▸ **Given request A**:
Rewrite the entries as a two-column CSV with the columns "entry" and "answer". Give one row per entry, holding its text and its answer, each in a single quoted field with line breaks replaced by spaces, beginning at the first entry and stopping after the line that contains "[0,0,450,299]".

▸ **Provided passage**:
┏━━
Weather and Climate modelling at the Petascale: achievements and perspectives; Pier Luigi Vidale, University of Reading, United Kingdom

Increasing availability of high-performance computing has allowed the climate modeling community to construct a new generation of global coupled models, capable of resolving some of the fundamental processes that govern the climate system. More explicit representation of eddies in the ocean and of weather systems in the atmosphere has demonstrated how they contribute to the general circulation and how it is increasingly possible to rely less on uncertain physical parameterisations. These developments are potentially promising for reducing inter-model disagreement in community multi-model hindcasts and projections. We have demonstrated, for instance, how the representation of the relative importance of the remote and local processes governing the global energy and hydrological cycles converges at resolutions beyond 50km. These so-called “weather-resolving” climate models are also suitable for studying how global teleconnections might influence the long-term regional changes in storm tracks, or in understanding changes in high-impact phenomena, such as Tropical and Extra-Tropical Cyclones, as well as their contributions to the general circulation.

Towards GPU-accelerated Operational Weather Forecasting; Oliver Fuhrer, MeteoSwiss

Higher grid resolution, larger ensembles as well as growing complexity of weather and climate models demand ever-increasing compute power. In 2013, several large hybrid high performance computers that contain traditional CPUs as well as some type of accelerator (e.g. GPUs) are online and available to the user community. Reasons for this development are an increase in computing performance in parallel with decreasing power consumption offered by such accelerators. This trend is foreseen to continue in the coming years, as many compute centers have an upper limit in terms of an acceptable power envelope. Early adopters of this technology trend may have considerable advantages in terms of available resources and energy-to-solution. On the downside, a substantial investment is required in order to adapt applications to such accelerator-based supercomputer. Within the COSMO Consortium and the Swiss HP2C Initiative, a version of the weather and regional climate prediction model able to run on GPUs is being developed. This contribution will give an overview of the approaches used, the status of this version and present a roadmap of further plans. Design criteria such as high performance, retaining maintainability, enforcing a single source code which still compiles and runs on x86-based, led us to opt for different approaches in different parts of the model code. While the physical parameterizations have been ported to GPUs using compiler directives, a more fundamental change of programming model has been used for porting the dynamics. We will discuss our experience and advantages and disadvantages of these two porting approaches. Finally, results for time-to-solution and energy-to-solution for COSMO on a hybrid Cray XC30 (Piz Daint) and comparing its performance against a traditional CPU-based system will be presented.
┗━━
▸ **Extracted records**:
┏━━
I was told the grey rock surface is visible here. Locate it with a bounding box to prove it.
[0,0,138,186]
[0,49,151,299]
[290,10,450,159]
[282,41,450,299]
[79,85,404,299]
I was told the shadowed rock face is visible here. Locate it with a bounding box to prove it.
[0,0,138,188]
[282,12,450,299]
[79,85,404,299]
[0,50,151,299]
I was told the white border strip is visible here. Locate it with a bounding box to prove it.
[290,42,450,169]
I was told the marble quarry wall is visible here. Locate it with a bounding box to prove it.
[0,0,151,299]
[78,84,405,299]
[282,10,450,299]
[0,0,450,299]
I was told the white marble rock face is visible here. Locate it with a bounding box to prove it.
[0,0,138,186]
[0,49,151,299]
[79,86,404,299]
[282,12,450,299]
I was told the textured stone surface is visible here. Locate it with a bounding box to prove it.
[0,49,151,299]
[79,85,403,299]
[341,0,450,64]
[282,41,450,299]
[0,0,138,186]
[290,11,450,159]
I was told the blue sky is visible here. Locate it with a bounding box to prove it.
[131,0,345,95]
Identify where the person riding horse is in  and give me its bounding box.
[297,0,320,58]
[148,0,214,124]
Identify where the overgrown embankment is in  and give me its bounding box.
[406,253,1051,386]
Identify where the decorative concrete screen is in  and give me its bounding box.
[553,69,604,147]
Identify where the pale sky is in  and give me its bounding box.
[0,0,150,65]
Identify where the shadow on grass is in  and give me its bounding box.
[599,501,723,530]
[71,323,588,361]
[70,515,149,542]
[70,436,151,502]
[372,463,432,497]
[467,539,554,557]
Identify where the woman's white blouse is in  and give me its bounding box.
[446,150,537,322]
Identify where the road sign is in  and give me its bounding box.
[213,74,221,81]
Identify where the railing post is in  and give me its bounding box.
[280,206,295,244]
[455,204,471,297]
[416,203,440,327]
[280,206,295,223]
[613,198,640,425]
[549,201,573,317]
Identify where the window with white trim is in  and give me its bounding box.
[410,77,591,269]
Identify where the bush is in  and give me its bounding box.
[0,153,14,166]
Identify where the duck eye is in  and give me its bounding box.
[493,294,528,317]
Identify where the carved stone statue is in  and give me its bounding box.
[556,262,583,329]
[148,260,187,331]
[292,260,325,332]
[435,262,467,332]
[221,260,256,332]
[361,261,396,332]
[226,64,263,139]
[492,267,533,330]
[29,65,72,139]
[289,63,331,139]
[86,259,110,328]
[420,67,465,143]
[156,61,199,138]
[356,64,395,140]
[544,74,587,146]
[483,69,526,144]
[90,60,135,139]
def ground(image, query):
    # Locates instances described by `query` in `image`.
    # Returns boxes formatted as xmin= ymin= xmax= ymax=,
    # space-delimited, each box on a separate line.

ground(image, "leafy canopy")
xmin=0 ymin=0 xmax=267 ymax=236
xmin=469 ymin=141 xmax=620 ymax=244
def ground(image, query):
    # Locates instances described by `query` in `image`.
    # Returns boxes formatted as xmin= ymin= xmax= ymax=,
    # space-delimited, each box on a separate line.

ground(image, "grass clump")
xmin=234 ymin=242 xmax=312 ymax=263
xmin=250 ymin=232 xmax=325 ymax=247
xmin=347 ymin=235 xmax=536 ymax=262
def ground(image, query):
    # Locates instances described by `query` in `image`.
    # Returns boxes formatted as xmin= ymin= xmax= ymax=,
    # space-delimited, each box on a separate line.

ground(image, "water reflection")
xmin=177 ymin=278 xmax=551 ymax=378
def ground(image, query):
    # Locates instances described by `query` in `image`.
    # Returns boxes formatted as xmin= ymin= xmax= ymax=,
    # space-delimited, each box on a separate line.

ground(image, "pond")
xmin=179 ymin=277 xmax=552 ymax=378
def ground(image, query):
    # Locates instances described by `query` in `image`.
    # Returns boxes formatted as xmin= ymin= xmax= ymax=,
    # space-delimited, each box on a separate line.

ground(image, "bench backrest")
┗━━
▸ **Given request B**:
According to the abstract on GPU-accelerated operational weather forecasting, why are hybrid supercomputers with accelerators such as GPUs becoming available, and why is this trend expected to continue? Answer in one to three sentences.

▸ **Right answer A**:
entry,answer
"I was told the grey rock surface is visible here. Locate it with a bounding box to prove it.","[0,0,138,186] [0,49,151,299] [290,10,450,159] [282,41,450,299] [79,85,404,299]"
"I was told the shadowed rock face is visible here. Locate it with a bounding box to prove it.","[0,0,138,188] [282,12,450,299] [79,85,404,299] [0,50,151,299]"
"I was told the white border strip is visible here. Locate it with a bounding box to prove it.","[290,42,450,169]"
"I was told the marble quarry wall is visible here. Locate it with a bounding box to prove it.","[0,0,151,299] [78,84,405,299] [282,10,450,299] [0,0,450,299]"

▸ **Right answer B**:
Accelerators such as GPUs offer higher computing performance along with lower power consumption. The trend is expected to continue because many compute centers have an upper limit on the power envelope they consider acceptable.